### [Task prompt]
Although the records contain pictures, the copy should leave them out and match everything else exactly.

### [Task input]
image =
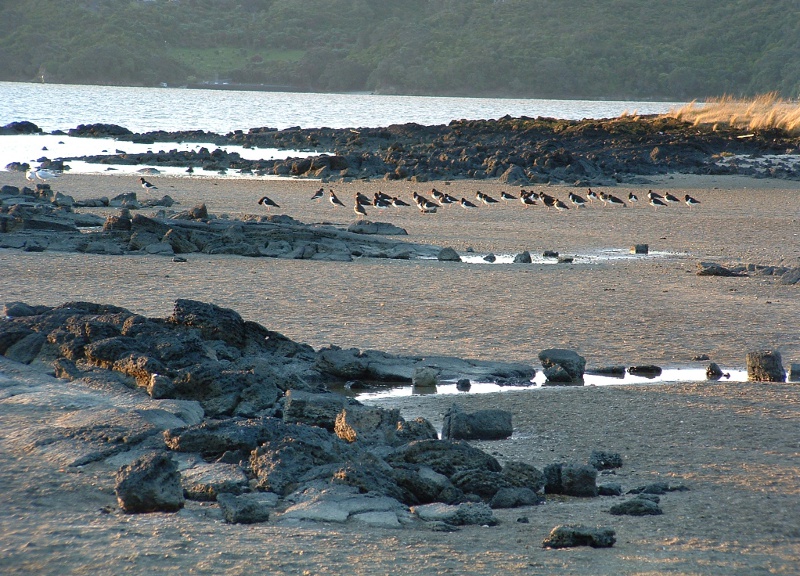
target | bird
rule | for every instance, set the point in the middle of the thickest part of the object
(485, 198)
(447, 199)
(527, 199)
(577, 200)
(33, 173)
(691, 201)
(267, 203)
(379, 201)
(333, 199)
(546, 199)
(359, 209)
(613, 200)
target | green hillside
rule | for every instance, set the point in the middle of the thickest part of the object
(538, 48)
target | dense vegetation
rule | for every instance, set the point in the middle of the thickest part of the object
(681, 49)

### [Reply]
image =
target | bird
rule | for every instance, set the point in the middle of the thickest part of the object
(485, 198)
(447, 199)
(527, 199)
(577, 200)
(33, 173)
(691, 201)
(267, 203)
(379, 201)
(333, 199)
(546, 199)
(359, 209)
(613, 200)
target | green hillside
rule | for every instance, set the point in the middle of the thickest part of the object
(538, 48)
target | dense vegetation
rule | for every instance, set the point in the middle of the thickest part of the object
(681, 49)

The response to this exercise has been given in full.